С. КУРОЕДОВ
…Отряд продолжал выполнять боевые задания. Как-то в тылу противника во время большого привала наш пост охраны задержал трех неизвестных людей. На допросе они заявили, что на днях бежали из немецкого лагеря, находящегося где-то на севере Финляндии. Однако их холеные лица, компас, обнаруженный в спичечном коробке, — все это настораживало. Те ли они, за кого себя выдают?
Встал вопрос: что делать с пленными? Одни предлагали расстрелять, другие — отпустить, третьи — принять в отряд. Наконец решили передать их пограничникам. Но как? Мы идем на задание, погранполк от нас в 40 — 45 километрах. Отправить с одним-двумя сопровождающими — рискованно. Выделили для конвоя отделение Никифорова. Сразу хочу сказать, что пленные были доставлены по назначению. Пограничники провели соответствующую работу, и «бывшие заключенные» подробно рассказали о том, когда и как их завербовали во вражескую разведку, с какой целью пробирались на советскую территорию. Командир погранполка выразил нам благодарность за поимку вражеских агентов.
Отряд двинулся в район Питкаярви, чтобы, как было приказано, уничтожить местный гарнизон. Провели, как обычно, разведку, разбились на боевые группы и с рассветом начали операцию. Все было сделано молниеносно, четко. Потерь нет. Лишь один партизан — Сенько — был ранен и то совершенно случайно. В дом, откуда противник вел огонь, Сенько бросил противотанковую гранату. Но она попала в переплет рамы и взорвалась снаружи. Рухнувший вниз деревянный простенок придавил партизана. Командир взвода А. Казаринов, командир отделения М. Соколов и еще кто-то вытащили Сенько из-под бревен. Нести раненого по болотам и сопкам даже вчетвером было тяжело: к концу дня на плечах у носильщиков появились кровавые ссадины. Маскировать след мы не могли, поэтому за нами тянулась хорошо заметная тропа.

* * *

ЗАДАНИЯ |
**a.** Какое отделение выделили для конвоя задержанных в отрывке о партизанском отряде?
**b.** Подхватите рассказ о партизанском отряде и продолжите его, начав сразу после последнего предложения.

Данные указания точек в областях |

* * *

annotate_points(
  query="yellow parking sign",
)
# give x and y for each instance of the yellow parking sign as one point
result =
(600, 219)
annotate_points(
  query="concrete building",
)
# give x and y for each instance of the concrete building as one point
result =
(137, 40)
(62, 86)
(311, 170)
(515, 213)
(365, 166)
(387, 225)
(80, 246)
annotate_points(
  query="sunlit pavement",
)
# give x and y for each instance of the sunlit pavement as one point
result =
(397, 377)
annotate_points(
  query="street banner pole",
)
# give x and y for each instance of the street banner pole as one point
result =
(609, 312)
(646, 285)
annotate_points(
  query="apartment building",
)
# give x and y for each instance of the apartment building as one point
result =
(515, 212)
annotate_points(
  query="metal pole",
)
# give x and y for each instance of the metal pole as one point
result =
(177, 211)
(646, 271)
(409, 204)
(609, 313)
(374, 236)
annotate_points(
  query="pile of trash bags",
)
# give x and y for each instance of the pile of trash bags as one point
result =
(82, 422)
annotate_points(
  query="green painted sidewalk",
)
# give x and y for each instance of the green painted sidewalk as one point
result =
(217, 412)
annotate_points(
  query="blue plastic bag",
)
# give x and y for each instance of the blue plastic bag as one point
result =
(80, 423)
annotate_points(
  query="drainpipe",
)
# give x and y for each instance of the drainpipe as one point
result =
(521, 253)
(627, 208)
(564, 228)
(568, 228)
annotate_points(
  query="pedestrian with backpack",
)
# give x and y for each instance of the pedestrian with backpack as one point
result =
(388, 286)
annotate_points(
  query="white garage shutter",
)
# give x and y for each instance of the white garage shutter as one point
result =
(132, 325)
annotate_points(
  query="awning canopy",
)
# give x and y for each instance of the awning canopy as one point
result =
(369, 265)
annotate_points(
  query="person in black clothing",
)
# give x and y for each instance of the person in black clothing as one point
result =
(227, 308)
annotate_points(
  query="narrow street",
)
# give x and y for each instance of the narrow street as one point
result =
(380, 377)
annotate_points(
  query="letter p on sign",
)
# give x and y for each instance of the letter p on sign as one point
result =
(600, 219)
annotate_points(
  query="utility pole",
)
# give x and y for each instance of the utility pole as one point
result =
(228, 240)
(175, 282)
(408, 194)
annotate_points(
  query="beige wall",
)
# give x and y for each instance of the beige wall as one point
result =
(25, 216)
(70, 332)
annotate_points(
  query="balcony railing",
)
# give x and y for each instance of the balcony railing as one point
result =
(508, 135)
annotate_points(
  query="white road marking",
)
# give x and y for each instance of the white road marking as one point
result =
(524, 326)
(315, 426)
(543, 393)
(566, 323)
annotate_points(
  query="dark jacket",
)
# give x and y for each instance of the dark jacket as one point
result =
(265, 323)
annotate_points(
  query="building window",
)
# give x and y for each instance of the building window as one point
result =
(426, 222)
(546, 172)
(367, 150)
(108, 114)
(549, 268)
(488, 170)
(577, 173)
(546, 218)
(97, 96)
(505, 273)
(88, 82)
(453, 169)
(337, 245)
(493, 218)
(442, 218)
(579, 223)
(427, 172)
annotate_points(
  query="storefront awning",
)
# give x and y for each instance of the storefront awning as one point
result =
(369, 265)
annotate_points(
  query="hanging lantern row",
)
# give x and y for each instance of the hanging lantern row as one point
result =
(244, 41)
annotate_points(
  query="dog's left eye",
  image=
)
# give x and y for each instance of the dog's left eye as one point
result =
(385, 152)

* * *

ОТВЕТЫ |
**a.** Отделение Никифорова.

**b.**
Через 20 километров устроили на берегу озера большой привал с кострами. Ведь люди не спали около трех суток. Набрали грибов, ягод, сварили их и с аппетитом съели. Отдыхать отошли подальше от костров, в сопки. Расчет простой: если нас преследуют каратели, то, наткнувшись на потухшие костры, они посчитают, что мы уже снялись с места.
На сопке расположились повзводно, выставив четыре парных поста. Рано утром дежурный по отряду доложил, что на месте нашего вчерашнего привала виден дым. Я подполз постовым и убедился, что нас настигли немцы. Посовещавшись накоротке, приняли решение: самим напасть на противника. Лучше всего ударить со стороны дороги, чего фашисты никак не должны были ожидать.
Партизаны под командованием Федора Маклакова зашли в тыл гитлеровцам и с криками «ура!» бросились на них. Ф. Маклаков, И. Мужиков, В. Толстооров, А. Большаков, Н. Лунь, В. Бондарчук, К. Головин, С. Лисовский, С. Шарапов поливали фашистов автоматным огнем.
Партизаны убили более сорока немцев, уничтожили радиостанцию, с помощью которой каратели сообщали командованию о результатах погони. Мы в этом бою потеряли С. Шарапова, Ф. Маклакова, С. Лисовского и других товарищей.
Теперь мы вынуждены были изменить маршрут движения. Чтобы не наскочить на засаду, пришлось идти через большие топкие болота, взбираться и спускаться по отвесным скалам. Сложнее всего было спускать раненых с высокой и очень крутой скалы. Их обвязывали веревками. И от этих «жгутов» по всему телу растекалась нестерпимая, чудовищная боль. Но именно эти-то скалы нас и выручили — немцы не могли допустить мысли, что кто-нибудь сможет здесь пройти.
Теперь враг, видимо, понял, что имеет дело с организованным партизанским войском, которое не удастся уничтожить только силами карательных отрядов, и решил действовать с воздуха. 14 сентября на основную базу совершили налет восемнадцать самолетов, на следующий день — семнадцать.
Итак, 35 самолетов пытались стереть с лица земли нашу базу, сбрасывая тонны бомб, расстреливая из пулеметов лесные заросли. А между тем потери у нас — самые минимальные. Дело в том, что еще весной мы построили ложные землянки. На них как раз и пришлась большая часть бомб. А настоящие землянки остались невредимыми.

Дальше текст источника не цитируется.